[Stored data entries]
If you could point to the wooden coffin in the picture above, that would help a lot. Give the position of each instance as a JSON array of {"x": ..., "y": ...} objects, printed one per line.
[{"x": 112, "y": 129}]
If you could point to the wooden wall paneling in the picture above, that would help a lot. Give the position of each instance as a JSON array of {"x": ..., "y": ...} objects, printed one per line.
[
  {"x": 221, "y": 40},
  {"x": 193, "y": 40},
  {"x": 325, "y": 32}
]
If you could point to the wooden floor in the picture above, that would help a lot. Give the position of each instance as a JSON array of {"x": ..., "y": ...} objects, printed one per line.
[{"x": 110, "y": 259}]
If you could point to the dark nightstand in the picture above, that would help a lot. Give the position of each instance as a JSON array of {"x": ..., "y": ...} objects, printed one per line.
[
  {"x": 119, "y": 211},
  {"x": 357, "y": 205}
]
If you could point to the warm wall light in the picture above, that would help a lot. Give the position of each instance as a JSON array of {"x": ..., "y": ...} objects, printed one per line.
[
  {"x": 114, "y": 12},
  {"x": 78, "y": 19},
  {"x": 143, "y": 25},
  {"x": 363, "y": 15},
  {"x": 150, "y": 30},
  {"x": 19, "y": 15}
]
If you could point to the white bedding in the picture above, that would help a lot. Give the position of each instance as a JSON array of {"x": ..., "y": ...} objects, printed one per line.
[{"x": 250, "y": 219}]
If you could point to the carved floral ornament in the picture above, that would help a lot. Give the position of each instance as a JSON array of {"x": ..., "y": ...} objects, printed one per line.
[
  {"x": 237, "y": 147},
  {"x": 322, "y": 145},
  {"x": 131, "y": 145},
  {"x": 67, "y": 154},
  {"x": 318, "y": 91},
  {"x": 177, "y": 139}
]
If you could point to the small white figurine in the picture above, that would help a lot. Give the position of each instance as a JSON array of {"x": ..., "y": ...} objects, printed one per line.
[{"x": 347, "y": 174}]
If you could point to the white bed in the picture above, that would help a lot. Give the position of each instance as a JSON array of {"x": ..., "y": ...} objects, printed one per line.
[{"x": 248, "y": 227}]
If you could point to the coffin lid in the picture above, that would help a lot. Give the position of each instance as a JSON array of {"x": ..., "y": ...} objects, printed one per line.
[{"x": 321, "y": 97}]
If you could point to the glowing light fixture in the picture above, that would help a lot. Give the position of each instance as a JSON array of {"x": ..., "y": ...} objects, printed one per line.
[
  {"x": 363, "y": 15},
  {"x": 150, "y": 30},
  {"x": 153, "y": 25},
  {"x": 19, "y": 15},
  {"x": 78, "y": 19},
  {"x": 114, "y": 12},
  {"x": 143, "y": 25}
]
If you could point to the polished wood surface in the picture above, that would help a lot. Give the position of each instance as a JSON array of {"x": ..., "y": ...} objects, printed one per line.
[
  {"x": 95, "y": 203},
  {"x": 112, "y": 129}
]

> **Work required**: Exactly reproduce the entries in their entirety.

> **Response to this exercise**:
If you could point to the wooden coffin in the picture above, that would help a lot. Give the position of each instance as a JSON array of {"x": ..., "y": ...} objects, printed one per line.
[{"x": 112, "y": 129}]
If you could point to the wooden wall paneling in the picture above, that would help a lot. Give the position of each instance as a JSON array of {"x": ..., "y": ...} objects, printed one per line.
[
  {"x": 221, "y": 40},
  {"x": 193, "y": 40},
  {"x": 325, "y": 32}
]
If you could point to the wooden floor in the picture above, that would help a lot. Give the position of each instance as a JSON array of {"x": ..., "y": ...} objects, printed one per line.
[{"x": 110, "y": 259}]
If you could point to the dark nightstand in the picture above, that would help a lot. Give the position of each instance as a JSON array of {"x": ..., "y": ...} objects, printed one per line.
[
  {"x": 119, "y": 211},
  {"x": 357, "y": 205}
]
If you could point to the warm wall light in the picture above, that would help a lot. Give the position of each instance as a JSON array of {"x": ..., "y": ...} objects, printed one per line.
[
  {"x": 114, "y": 12},
  {"x": 78, "y": 19},
  {"x": 143, "y": 25},
  {"x": 363, "y": 15},
  {"x": 150, "y": 30},
  {"x": 19, "y": 15}
]
If you could point to the white bedding in the picture above, that would help a lot. Give the position of each instance as a JSON array of {"x": ..., "y": ...} objects, printed one per line.
[{"x": 250, "y": 219}]
If you could point to the carved floral ornament in the picture above, that would help a lot. Give the position of each instance as a JSON array of {"x": ..., "y": ...} objects, printed one per line.
[
  {"x": 237, "y": 147},
  {"x": 322, "y": 145},
  {"x": 131, "y": 145},
  {"x": 67, "y": 154},
  {"x": 318, "y": 91},
  {"x": 177, "y": 139}
]
If you could point to the small white figurine in the picture above, that would help a lot. Give the position of each instance as a JSON array of {"x": ..., "y": ...} objects, printed one per line.
[{"x": 347, "y": 174}]
If you could point to the white bed in the picture above, that would help a lot. Give the position of each instance as a JSON array of {"x": ..., "y": ...} objects, printed one per line.
[{"x": 248, "y": 227}]
If you could point to the coffin lid in the picture above, that would help a lot. Give the position of each instance as a JSON array of {"x": ..., "y": ...} objects, printed one per line.
[{"x": 321, "y": 97}]
If you could point to the glowing light fixture in the picture above, that would help a lot. Give the position of each instance as a JSON array of {"x": ..., "y": ...} objects, printed one per line.
[
  {"x": 363, "y": 15},
  {"x": 150, "y": 30},
  {"x": 153, "y": 25},
  {"x": 19, "y": 15},
  {"x": 78, "y": 19},
  {"x": 114, "y": 12},
  {"x": 143, "y": 25}
]
If you could point to the polished wood surface in the picture above, that would help a lot. Give the position of each instance as a JSON array of {"x": ..., "y": ...} objects, printed one per line.
[
  {"x": 95, "y": 203},
  {"x": 112, "y": 129}
]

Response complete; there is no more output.